**Activities**
1. From the court opinion on granting a new trial, copy word for word the passage that opens with the words containing "Although the cases" and closes with "was correctly applied.".
2. Write what comes next in the court opinion on the new-trial ruling and the funeral expense award, starting after its last sentence.

**Text under study**
********************

Although the cases are not consistent in usage, some cases using the phrase 'clear weight' and others using the phrase 'overwhelming weight' or 'overwhelming evidence,' it seems clear that the jury's verdict must at least be against the great weight of the evidence before a new trial may be granted. R.B. Co. v. Aetna Ins. Co., 299 F.2d 753, 758 (5th Cir. 1962); Marsh v. Illinois Cent. R.R., 175 F.2d 498, 500 (5th Cir. 1949). Although the language of the trial judge does not precisely follow Hampton, it is our conclusion that the correct standard was correctly applied.
The Court finds no merit in Defendant's contentions that the trial court erred in failing to grant a new trial because of the excessiveness of the award, or in failing to give certain jury instructions, or in failing to admonish counsel for Plaintiff for certain alleged misstatements of fact made during the closing arguments.
An important question is raised, however, by Defendant's contention that the award to Plaintiff of the amount of decedent's funeral expenses was contrary to law.

********************

**Raw data**
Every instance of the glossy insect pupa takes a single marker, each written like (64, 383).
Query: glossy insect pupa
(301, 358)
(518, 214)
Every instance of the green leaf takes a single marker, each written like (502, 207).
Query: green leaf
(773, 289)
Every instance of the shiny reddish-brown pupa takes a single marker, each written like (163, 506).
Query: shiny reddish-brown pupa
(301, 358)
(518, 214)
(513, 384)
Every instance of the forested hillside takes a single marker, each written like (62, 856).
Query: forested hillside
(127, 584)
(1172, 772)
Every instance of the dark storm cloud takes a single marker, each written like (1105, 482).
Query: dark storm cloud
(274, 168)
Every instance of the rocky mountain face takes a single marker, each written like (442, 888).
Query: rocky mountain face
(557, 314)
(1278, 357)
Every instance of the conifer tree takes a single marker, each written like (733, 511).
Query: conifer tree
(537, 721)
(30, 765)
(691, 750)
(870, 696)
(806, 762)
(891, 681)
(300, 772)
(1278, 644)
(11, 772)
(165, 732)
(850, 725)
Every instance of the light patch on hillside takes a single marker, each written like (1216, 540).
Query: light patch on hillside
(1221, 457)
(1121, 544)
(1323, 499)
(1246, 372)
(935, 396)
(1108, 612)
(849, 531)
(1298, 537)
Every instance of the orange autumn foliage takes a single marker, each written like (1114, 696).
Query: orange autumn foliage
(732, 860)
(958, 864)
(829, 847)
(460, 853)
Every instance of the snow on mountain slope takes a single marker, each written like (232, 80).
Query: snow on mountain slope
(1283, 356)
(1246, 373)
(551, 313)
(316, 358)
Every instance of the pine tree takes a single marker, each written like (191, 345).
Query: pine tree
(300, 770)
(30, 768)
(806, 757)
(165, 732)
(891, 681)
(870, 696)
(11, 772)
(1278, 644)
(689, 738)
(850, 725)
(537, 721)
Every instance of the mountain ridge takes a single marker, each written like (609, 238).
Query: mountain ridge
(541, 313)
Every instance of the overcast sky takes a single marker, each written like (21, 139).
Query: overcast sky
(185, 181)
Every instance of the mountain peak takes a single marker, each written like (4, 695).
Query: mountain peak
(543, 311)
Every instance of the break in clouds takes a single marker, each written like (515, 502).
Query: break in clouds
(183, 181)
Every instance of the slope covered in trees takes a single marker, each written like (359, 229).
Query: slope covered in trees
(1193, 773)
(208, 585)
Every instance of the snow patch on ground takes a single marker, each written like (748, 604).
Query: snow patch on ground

********************

**Answers provided**
1.
Although the cases are not consistent in usage, some cases using the phrase 'clear weight' and others using the phrase 'overwhelming weight' or 'overwhelming evidence,' it seems clear that the jury's verdict must at least be against the great weight of the evidence before a new trial may be granted. R.B. Co. v. Aetna Ins. Co., 299 F.2d 753, 758 (5th Cir. 1962); Marsh v. Illinois Cent. R.R., 175 F.2d 498, 500 (5th Cir. 1949). Although the language of the trial judge does not precisely follow Hampton, it is our conclusion that the correct standard was correctly applied.

2.
The Jones Act specifically provides that 'all statutes of the United States modifying or extending the common-law right or remedy in cases of personal injury to railway employees shall apply * * *.' 46 U.S.C. 688. It is therefore apparent that the cases decided under the Federal Employer's Liability Act (FELA) are applicable to suits brought under the Jones Act.
In Philadelphia & R. Ry. v. Marland, 239 F. 1 (3d Cir. 1917), cert. denied, 245 U.S. 671, 38 S.Ct. 191, 62 L.Ed. 540 (1918), the court was confronted with a death action under FELA. It was held that the Act authorized recovery only for pecuniary loss, and that, accordingly, the widow and children of the deceased brakeman could not recover for funeral expenses. In so holding, the court observed that such expenses were chargeable only to decedent's estate. It further held that the measure of damages is the pecuniary loss resulting from death, and is usually limited to loss of support, and conscious pain and suffering endured by the decedent. Following this decision are Heffner v. Pennsylvania R.R., 81 F.2d 28 (2d Cir. 1936); Montellier v. United States, 202 F.Supp. 384 (E.D.N.Y.1962). See also Dow v. Carnegie-Illinois Steel Corp., 165 F.2d 777 (3d Cir. 1948), and First Nat. Bank in Greenwich v. National Airlines, Inc., 171 F.Supp. 528 (S.D.N.Y.1958).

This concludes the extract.